JOB:
Each entry below should be reproduced character for character.
— START OF SUPPLIED DATA —
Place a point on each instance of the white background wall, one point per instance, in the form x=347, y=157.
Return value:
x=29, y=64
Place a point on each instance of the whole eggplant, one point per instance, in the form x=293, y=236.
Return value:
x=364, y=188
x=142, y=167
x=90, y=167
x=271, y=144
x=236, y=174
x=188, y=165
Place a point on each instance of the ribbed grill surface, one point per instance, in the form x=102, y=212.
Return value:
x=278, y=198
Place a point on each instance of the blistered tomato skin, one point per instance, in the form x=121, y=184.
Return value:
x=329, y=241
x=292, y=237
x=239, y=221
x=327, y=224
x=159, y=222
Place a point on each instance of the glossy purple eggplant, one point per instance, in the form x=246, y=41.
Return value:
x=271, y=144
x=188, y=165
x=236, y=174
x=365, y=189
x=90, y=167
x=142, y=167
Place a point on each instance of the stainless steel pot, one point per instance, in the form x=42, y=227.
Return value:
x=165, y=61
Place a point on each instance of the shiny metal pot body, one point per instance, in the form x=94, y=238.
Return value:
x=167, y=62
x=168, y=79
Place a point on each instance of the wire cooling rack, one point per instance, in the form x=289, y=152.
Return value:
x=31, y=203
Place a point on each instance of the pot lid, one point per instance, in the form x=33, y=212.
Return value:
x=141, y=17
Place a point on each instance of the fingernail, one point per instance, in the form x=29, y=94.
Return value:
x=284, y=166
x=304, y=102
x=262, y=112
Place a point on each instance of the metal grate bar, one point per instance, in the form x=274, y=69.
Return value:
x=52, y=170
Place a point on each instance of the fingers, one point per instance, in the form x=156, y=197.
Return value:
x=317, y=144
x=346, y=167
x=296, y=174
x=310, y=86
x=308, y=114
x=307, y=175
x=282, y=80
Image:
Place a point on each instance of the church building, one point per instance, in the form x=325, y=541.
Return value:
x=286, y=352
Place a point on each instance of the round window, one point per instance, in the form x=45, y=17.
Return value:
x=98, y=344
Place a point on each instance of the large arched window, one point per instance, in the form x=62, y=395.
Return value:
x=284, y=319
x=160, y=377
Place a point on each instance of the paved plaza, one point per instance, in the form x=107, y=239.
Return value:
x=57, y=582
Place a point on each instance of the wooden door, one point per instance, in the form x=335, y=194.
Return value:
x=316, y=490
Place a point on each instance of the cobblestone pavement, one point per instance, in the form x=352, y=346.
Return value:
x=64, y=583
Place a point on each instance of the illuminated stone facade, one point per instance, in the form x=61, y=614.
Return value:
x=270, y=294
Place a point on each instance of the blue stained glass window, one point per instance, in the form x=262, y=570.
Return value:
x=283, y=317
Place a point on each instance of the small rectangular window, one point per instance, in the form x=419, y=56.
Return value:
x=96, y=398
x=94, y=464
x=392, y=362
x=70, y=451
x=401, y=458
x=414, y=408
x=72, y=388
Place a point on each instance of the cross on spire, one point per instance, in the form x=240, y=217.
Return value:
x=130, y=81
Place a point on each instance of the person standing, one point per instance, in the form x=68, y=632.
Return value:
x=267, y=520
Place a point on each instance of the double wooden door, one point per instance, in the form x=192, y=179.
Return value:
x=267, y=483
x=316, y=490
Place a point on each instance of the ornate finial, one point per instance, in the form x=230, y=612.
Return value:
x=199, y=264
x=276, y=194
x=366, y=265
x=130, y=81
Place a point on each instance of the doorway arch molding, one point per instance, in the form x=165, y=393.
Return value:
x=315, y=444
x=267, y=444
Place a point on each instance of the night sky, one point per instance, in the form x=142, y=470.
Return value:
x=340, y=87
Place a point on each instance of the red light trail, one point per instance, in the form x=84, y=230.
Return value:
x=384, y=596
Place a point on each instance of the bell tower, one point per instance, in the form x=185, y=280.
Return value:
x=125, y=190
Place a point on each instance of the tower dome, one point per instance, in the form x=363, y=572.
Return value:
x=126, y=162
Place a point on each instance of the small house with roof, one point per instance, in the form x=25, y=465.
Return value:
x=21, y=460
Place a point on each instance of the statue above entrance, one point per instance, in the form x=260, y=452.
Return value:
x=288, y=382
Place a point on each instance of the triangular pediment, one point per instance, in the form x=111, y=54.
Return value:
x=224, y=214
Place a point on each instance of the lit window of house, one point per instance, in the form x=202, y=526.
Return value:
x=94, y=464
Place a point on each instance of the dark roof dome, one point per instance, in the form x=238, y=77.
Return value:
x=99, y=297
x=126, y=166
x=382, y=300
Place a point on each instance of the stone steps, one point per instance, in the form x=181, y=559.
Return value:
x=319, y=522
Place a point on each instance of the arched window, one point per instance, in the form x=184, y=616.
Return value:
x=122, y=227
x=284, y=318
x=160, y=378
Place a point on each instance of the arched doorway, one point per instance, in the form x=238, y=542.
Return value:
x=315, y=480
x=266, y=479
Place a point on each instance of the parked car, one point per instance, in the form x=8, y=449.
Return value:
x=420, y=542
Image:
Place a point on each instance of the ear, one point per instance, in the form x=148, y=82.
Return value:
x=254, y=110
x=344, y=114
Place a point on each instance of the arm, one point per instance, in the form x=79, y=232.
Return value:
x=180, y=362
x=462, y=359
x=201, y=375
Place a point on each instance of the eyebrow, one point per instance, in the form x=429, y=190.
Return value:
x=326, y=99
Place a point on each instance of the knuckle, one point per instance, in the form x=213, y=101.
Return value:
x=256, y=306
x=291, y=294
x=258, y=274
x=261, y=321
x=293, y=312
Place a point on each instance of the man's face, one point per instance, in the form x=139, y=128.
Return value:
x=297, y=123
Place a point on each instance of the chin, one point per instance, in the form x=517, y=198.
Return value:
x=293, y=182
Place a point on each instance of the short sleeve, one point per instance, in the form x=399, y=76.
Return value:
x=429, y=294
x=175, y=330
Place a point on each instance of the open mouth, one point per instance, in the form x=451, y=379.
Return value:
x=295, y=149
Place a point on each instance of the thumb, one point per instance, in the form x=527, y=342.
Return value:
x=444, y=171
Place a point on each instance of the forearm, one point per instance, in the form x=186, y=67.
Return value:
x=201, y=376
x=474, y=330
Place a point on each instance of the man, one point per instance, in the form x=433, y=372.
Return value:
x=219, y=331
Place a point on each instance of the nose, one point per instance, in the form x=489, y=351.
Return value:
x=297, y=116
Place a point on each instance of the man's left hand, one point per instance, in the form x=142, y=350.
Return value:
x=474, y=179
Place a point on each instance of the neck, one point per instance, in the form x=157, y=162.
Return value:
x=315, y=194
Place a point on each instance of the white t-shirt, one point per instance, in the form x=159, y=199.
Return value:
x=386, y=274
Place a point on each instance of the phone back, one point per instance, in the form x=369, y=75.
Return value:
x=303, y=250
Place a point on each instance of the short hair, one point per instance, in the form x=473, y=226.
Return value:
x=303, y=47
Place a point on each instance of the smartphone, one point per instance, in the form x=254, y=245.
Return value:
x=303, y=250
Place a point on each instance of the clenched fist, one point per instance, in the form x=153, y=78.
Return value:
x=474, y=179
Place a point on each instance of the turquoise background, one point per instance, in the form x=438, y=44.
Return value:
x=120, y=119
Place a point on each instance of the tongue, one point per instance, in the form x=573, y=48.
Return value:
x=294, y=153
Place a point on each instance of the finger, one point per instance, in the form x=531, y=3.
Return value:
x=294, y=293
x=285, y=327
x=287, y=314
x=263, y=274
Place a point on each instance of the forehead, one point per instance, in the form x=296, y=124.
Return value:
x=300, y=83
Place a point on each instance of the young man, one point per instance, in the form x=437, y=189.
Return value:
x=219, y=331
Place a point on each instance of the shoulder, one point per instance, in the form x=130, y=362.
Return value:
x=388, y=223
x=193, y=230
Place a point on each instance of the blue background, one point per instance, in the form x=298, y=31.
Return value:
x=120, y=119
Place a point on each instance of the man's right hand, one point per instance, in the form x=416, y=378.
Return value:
— END OF SUPPLIED DATA —
FINISHED ANSWER:
Place a point on each instance of the white background wall, one point per instance, in the form x=347, y=157.
Return value:
x=29, y=64
Place a point on each instance of the whole eggplant, one point per instance, in the form x=293, y=236.
Return value:
x=364, y=188
x=142, y=167
x=90, y=167
x=271, y=144
x=236, y=174
x=188, y=165
Place a point on each instance of the ribbed grill surface, one point per instance, in the form x=102, y=212.
Return value:
x=278, y=198
Place a point on each instance of the blistered tomato skin, one point per instance, in the form x=121, y=184.
Return value:
x=329, y=241
x=292, y=237
x=239, y=221
x=327, y=224
x=159, y=222
Place a point on each instance of the glossy purple eggplant, one point per instance, in the form x=246, y=41.
Return value:
x=271, y=144
x=188, y=165
x=236, y=174
x=365, y=189
x=90, y=167
x=142, y=167
Place a point on each instance of the stainless steel pot, one point per instance, in the form x=42, y=227.
Return value:
x=165, y=61
Place a point on each instance of the shiny metal pot body, one point per instance, in the form x=94, y=238.
Return value:
x=167, y=62
x=168, y=79
Place a point on each instance of the wire cooling rack, one point per instance, in the form x=289, y=152.
Return value:
x=31, y=203
Place a point on each instance of the pot lid, one point per instance, in the form x=33, y=212.
Return value:
x=141, y=17
Place a point on each instance of the fingernail, one point per instance, in the form x=29, y=94.
Return value:
x=284, y=166
x=304, y=102
x=262, y=112
Place a point on each instance of the metal grate bar, one point per instance, in the form x=274, y=69.
Return value:
x=52, y=170
Place a point on each instance of the fingers, one point per instance, in the form x=156, y=197.
Return value:
x=317, y=144
x=346, y=167
x=296, y=174
x=310, y=86
x=308, y=114
x=307, y=175
x=282, y=80
Image:
Place a point on each instance of the church building, one point per instance, in the form x=325, y=541.
Return value:
x=286, y=352
Place a point on each instance of the round window, one point per instance, in the form x=45, y=17.
Return value:
x=98, y=344
Place a point on each instance of the large arched window, one point per instance, in the form x=62, y=395.
Return value:
x=284, y=319
x=160, y=377
Place a point on each instance of the paved plaza, one point per instance, in the form x=107, y=239.
Return value:
x=57, y=582
Place a point on each instance of the wooden door, one point per instance, in the form x=335, y=194.
Return value:
x=316, y=490
Place a point on each instance of the cobblestone pavement, one point per instance, in the form x=352, y=346.
Return value:
x=64, y=583
Place a point on each instance of the illuminated stone facade, one point per instance, in the form x=61, y=614.
Return value:
x=270, y=294
Place a point on each instance of the blue stained glass window, one point per instance, in the form x=262, y=570.
Return value:
x=283, y=317
Place a point on each instance of the small rectangular window, one point per instance, in the form x=419, y=56.
Return value:
x=96, y=398
x=94, y=464
x=392, y=362
x=70, y=451
x=401, y=458
x=414, y=408
x=72, y=388
Place a point on each instance of the cross on spire, one point per instance, in the form x=240, y=217.
Return value:
x=130, y=81
Place a point on each instance of the person standing, one point per instance, in the form x=68, y=632.
Return value:
x=267, y=520
Place a point on each instance of the double wooden door, one point per instance, in the form x=192, y=179.
Return value:
x=267, y=483
x=316, y=490
Place a point on each instance of the ornate finial, one point per instance, in the form x=230, y=612.
Return value:
x=199, y=264
x=276, y=194
x=366, y=265
x=130, y=81
Place a point on each instance of the doorway arch molding, one point per instance, in the form x=165, y=393.
Return value:
x=315, y=444
x=267, y=444
Place a point on each instance of the night sky, one point per instance, in the form x=142, y=470.
Return value:
x=340, y=87
Place a point on each instance of the red light trail, one point per instance, in the form x=84, y=230.
Return value:
x=384, y=596
Place a point on each instance of the bell tower, one point per instance, in the form x=185, y=280.
Return value:
x=125, y=190
Place a point on each instance of the tower dome, one point per instance, in the form x=363, y=572.
Return value:
x=126, y=162
Place a point on each instance of the small house with roof, one point per instance, in the form x=25, y=465.
Return value:
x=21, y=460
Place a point on each instance of the statue above entrance, one point per instance, in the form x=260, y=452.
Return value:
x=288, y=382
Place a point on each instance of the triangular pediment, one point per instance, in the form x=111, y=54.
Return value:
x=224, y=214
Place a point on each instance of the lit window of house, one point per instance, in the form x=202, y=526.
Return value:
x=94, y=464
Place a point on each instance of the dark roof dome, one point per instance, in the form x=238, y=77.
Return value:
x=99, y=297
x=126, y=166
x=382, y=300
Place a point on each instance of the stone steps, one point per instance, in the form x=181, y=559.
Return value:
x=319, y=522
Place a point on each instance of the arched window, one point per instance, in the form x=184, y=616.
Return value:
x=122, y=227
x=284, y=318
x=160, y=378
Place a point on each instance of the arched doorway, one point per instance, in the form x=238, y=542.
Return value:
x=315, y=480
x=266, y=479
Place a point on each instance of the parked car, one point per instance, in the form x=8, y=449.
Return value:
x=420, y=542
Image:
Place a point on each instance of the ear, one point per instance, in the form x=148, y=82.
Return value:
x=254, y=110
x=344, y=114
Place a point on each instance of the arm, one point per instance, in the form x=79, y=232.
Return value:
x=180, y=362
x=462, y=359
x=201, y=375
Place a point on each instance of the eyebrow, one point per instance, in the form x=429, y=190.
Return value:
x=326, y=99
Place a point on each instance of the knuckle, one point per instance, in the form x=213, y=101.
Return value:
x=256, y=306
x=291, y=294
x=258, y=274
x=261, y=321
x=293, y=312
Place a point on each instance of the man's face, one point per instance, in the form x=139, y=128.
Return value:
x=297, y=123
Place a point on each instance of the chin, one point per instance, in the form x=517, y=198.
Return value:
x=293, y=182
Place a point on each instance of the short sleeve, one point per instance, in the form x=399, y=76.
Return value:
x=429, y=294
x=175, y=330
Place a point on each instance of the open mouth, one point per instance, in the form x=451, y=379.
Return value:
x=295, y=149
Place a point on each instance of the thumb, one point per instance, in the form x=527, y=342.
Return value:
x=444, y=171
Place a point on each instance of the forearm, one point per instance, in the form x=186, y=67.
Return value:
x=201, y=376
x=474, y=330
Place a point on each instance of the man, one point per instance, in the form x=433, y=372.
Return value:
x=219, y=331
Place a point on each instance of the nose, one point per instance, in the form x=489, y=351.
Return value:
x=297, y=116
Place a point on each instance of the man's left hand, one point per instance, in the form x=142, y=350.
Return value:
x=474, y=179
Place a point on each instance of the neck, one point per instance, in the form x=157, y=162.
Return value:
x=315, y=194
Place a point on each instance of the white t-shirt, one point per instance, in the form x=159, y=199.
Return value:
x=386, y=274
Place a point on each instance of the phone back, one point per instance, in the form x=369, y=75.
Return value:
x=303, y=250
Place a point on each instance of the short hair, one point per instance, in the form x=473, y=226.
Return value:
x=303, y=47
Place a point on each instance of the smartphone, one point per instance, in the form x=254, y=245.
Return value:
x=303, y=250
Place a point on each instance of the clenched fist, one point per instance, in the form x=153, y=78.
Return value:
x=474, y=179
Place a point on each instance of the turquoise background, one point per instance, in the form x=438, y=44.
Return value:
x=120, y=119
Place a point on each instance of the tongue, one point per instance, in the form x=573, y=48.
Return value:
x=294, y=153
Place a point on each instance of the finger, one point per instance, in the form x=531, y=3.
Return value:
x=294, y=293
x=285, y=327
x=287, y=314
x=263, y=274
Place a point on each instance of the forehead, one point per instance, in the form x=296, y=124.
Return value:
x=300, y=83
Place a point on each instance of the young man, one point per instance, in the form x=437, y=189.
Return value:
x=219, y=331
Place a point on each instance of the shoulder, one point per instance, in the form x=130, y=362.
Return value:
x=388, y=223
x=193, y=230
Place a point on each instance of the blue background, one point per instance, in the form x=298, y=31.
Return value:
x=120, y=119
Place a point on each instance of the man's right hand, one point per instance, in the form x=416, y=378.
Return value:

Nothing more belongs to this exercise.